__Work to be completed__: Please answer from the conversation below: which area common across many businesses is named as one of the core areas?

__Text__:
######
Perfect. Has there been a specific process you've found yet a specific area where you've used intelligence and then you've been able to see what it looked like, whereas your previous experience from CI or previous experience from other exposure to that area had told a very different story? Is there anywhere where we've got that kind of anecdotal difference of what the data says versus what people say?

SPEAKER_02

So I think one of the core areas is a common one across a lot of businesses, is order placement. How much of that order placement is automated versus manual work? We had a way of cataloguing this, but it was a little bit manual. It wasn't even one of those where it was uh opinion versus data. It was bad data versus good data because the data logging was manual, there was data that was being logged in correctly for all good and valid reasons. But this allowed us to actually see what was really happening out there, what the process really was. The other thing was just on the variation side of things. It was a shock. And talking with other customers that have used these tools, it's always the same thing. It's when you start to see that initial outlay of the amount of variation, it's always a shock because there's always more than you think there is. But it actually going back to one of your previous points about the buy-in for senior leaders, etc., one of the things that process intelligence does very well is it takes the variations within a process and it visualizes them for them. Now, what it does from a day-to-day point of view of trying to use it proactively, it limits it down and it says, okay, I am looking at your top kind of 40-50% of your process to make it into a manageable bucket. But you do have the ability to show me on a single page every individual step that could happen through every variation and then map all of the variations through it. I've always found that a really great visualization. You can't read it because there's that much on it. And I always made the joke that for me to show this to people properly, I'd literally have to go out at night and project it onto the side of a building. But I've always found that's a really good way of getting buy-in because it's an instant visualization of the complexity of your processes when you put human beings into the mix and then you start to really see where the opportunity lies.

SPEAKER_00

Yeah, definitely. The process goes from being a single string of spaghetti to a bowl of spaghetti ball and A's. So one of the things I think a lot of process teams struggle with is being able to articulate what the role is in an ERP program. Creating visibility is great, but how does that actually support the ERP program? What practically should they be doing to help those moves from ECC to S4 or from dynamics to Oracle, whatever that may be, but what is that process intelligence role in transformation?

SPEAKER_02

So for us, there was a couple of elements. So I've already talked through the variation piece at length, and that is obviously an enormous part of it. The fact that you can start to visualize that from our point of view, we know the process that we want to move to. We want to move to a, for example, a standard ordering process. We can overlay that over our current estate and we can see where we are working in different ways today. But a level above that is the ability to really understand the manual touches. I think historically, with a lot of businesses, a lot of business reporting tends to be outcome focused. So, for example, historically, I could tell you how many orders we place for what products, for what quantities, at what prices, etc. What process intelligence is very, very good at doing is it will then go a level below that. It'll go, okay, well, let's look at that particular order. Well, on that particular order, you placed it on this day and you placed it manually, and then you did something on this day, and you then somebody else went in and had to do something. And in order to get that delivered, somebody else had to touch it over here. And what you start to see is all of the little hidden factories that happen within a process. And then you can start to really understand which one of these hidden factories are generating the most work, and then you can start to go, well, how do I take that hidden factory away? We have more than enough work that we don't need to be wasting time like that. We want to be using that time that we're wasting on little busy work in order to be providing a better service to our customers and our vendors. So that ability to be able to see that rework and manual touches that you have within process is enormous because what it starts to show you is the stuff that you just shouldn't be doing. There's just no requirement to do it. And so you can start to look at what you do differently, and there'll be some quick wins throughout that, I'm sure. Definitely.
######
__Stored data__:
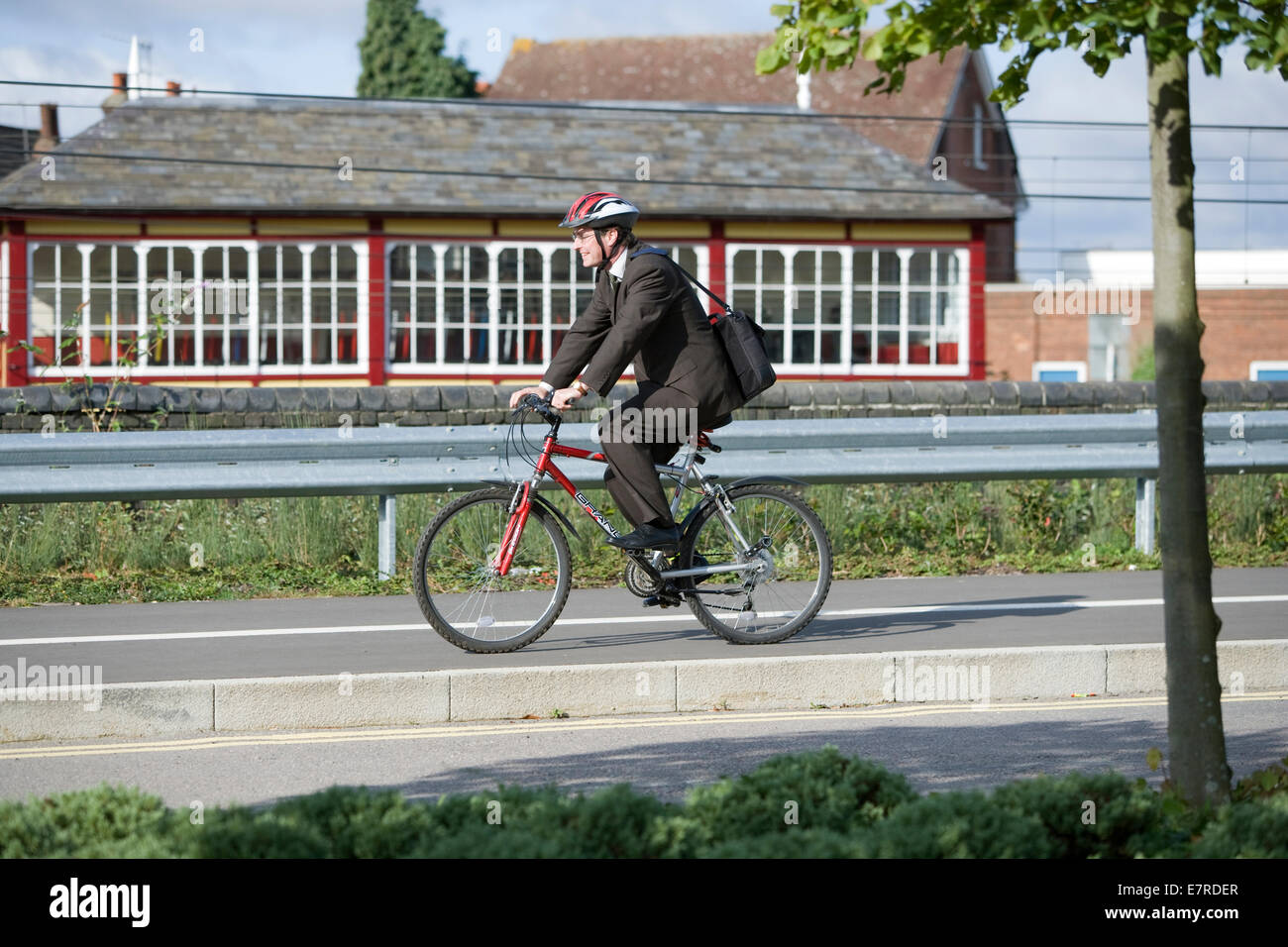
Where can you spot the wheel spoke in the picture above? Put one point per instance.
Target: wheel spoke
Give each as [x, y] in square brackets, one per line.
######
__Problem solution__: Order placement.